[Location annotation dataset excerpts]
--- start ---

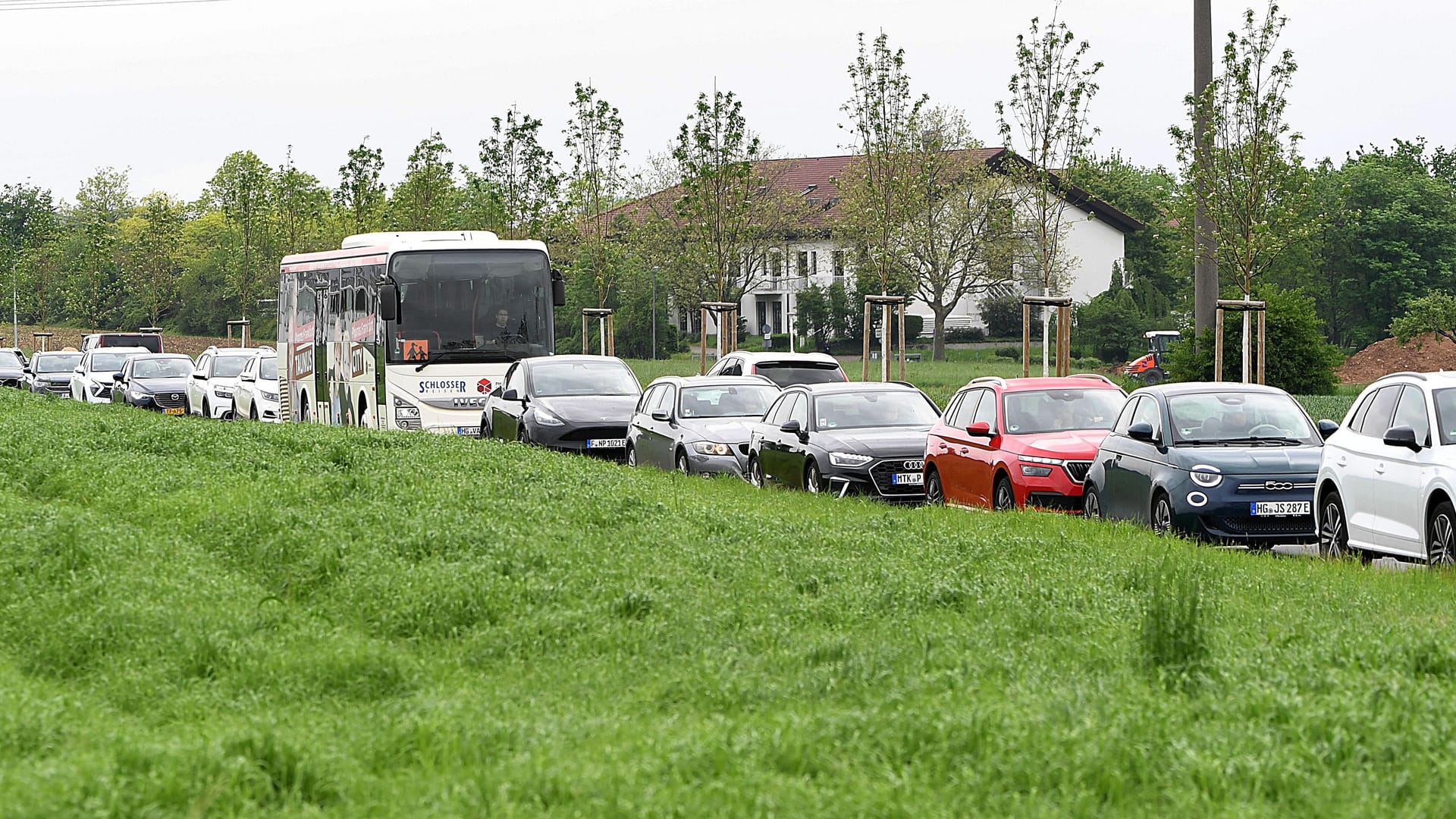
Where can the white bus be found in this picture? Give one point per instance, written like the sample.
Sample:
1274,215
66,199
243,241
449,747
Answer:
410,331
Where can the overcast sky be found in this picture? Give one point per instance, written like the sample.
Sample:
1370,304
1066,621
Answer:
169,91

--- end ---
--- start ---

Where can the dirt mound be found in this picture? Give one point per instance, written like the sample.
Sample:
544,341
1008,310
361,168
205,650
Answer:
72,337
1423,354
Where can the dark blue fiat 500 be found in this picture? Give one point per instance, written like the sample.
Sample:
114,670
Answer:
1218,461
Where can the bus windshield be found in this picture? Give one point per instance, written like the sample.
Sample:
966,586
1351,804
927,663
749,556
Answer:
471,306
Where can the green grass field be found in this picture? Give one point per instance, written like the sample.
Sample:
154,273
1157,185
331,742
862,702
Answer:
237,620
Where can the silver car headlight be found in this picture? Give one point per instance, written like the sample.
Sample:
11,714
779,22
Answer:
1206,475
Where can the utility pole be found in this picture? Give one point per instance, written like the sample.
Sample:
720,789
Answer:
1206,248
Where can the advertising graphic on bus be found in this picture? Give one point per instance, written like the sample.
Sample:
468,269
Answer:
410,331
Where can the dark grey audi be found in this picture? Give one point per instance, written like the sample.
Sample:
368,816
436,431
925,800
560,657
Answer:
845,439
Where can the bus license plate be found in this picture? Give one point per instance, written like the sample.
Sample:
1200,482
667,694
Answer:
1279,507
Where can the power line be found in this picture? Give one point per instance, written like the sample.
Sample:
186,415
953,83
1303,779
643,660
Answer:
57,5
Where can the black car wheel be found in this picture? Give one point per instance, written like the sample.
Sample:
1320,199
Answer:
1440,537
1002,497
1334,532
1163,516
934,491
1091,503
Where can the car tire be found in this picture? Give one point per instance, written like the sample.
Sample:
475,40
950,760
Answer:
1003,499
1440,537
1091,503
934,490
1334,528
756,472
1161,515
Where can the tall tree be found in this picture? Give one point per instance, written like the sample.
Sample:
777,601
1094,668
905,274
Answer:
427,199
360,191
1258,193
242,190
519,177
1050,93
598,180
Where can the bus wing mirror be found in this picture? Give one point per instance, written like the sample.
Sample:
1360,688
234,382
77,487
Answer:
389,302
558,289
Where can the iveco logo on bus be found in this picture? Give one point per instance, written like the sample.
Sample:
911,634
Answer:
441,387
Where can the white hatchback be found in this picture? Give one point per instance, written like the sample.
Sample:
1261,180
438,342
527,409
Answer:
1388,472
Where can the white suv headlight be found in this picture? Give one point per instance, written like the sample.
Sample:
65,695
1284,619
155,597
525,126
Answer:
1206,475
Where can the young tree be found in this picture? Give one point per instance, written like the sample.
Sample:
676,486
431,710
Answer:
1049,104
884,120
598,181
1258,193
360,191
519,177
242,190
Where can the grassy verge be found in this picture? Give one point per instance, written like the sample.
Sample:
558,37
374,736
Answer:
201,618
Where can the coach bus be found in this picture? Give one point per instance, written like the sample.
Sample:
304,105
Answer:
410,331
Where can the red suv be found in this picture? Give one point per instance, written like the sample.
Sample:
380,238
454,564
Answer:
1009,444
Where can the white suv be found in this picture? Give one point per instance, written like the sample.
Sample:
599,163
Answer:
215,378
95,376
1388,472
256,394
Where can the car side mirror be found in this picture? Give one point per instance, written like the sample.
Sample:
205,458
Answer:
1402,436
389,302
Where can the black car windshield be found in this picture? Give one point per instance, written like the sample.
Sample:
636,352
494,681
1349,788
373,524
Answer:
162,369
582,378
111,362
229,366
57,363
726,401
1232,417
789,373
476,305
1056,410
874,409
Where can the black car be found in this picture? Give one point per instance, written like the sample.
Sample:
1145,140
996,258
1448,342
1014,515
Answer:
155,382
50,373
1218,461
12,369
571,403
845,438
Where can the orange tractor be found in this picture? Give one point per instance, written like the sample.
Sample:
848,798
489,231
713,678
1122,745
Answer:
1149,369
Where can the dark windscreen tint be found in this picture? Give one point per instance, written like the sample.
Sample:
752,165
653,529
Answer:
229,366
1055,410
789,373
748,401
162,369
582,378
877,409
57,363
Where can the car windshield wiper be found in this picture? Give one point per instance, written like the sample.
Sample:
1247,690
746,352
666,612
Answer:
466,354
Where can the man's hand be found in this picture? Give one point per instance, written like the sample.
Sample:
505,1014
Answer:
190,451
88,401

--- end ---

Identify every line in the data above that contains the word "headlight", and copy each such line in full.

Where can the silver car headlight be found in this picture? Give one point per instance, written like the sample.
Where can the white suv headlight be found in this picture? Give one point per instance, written like the sample.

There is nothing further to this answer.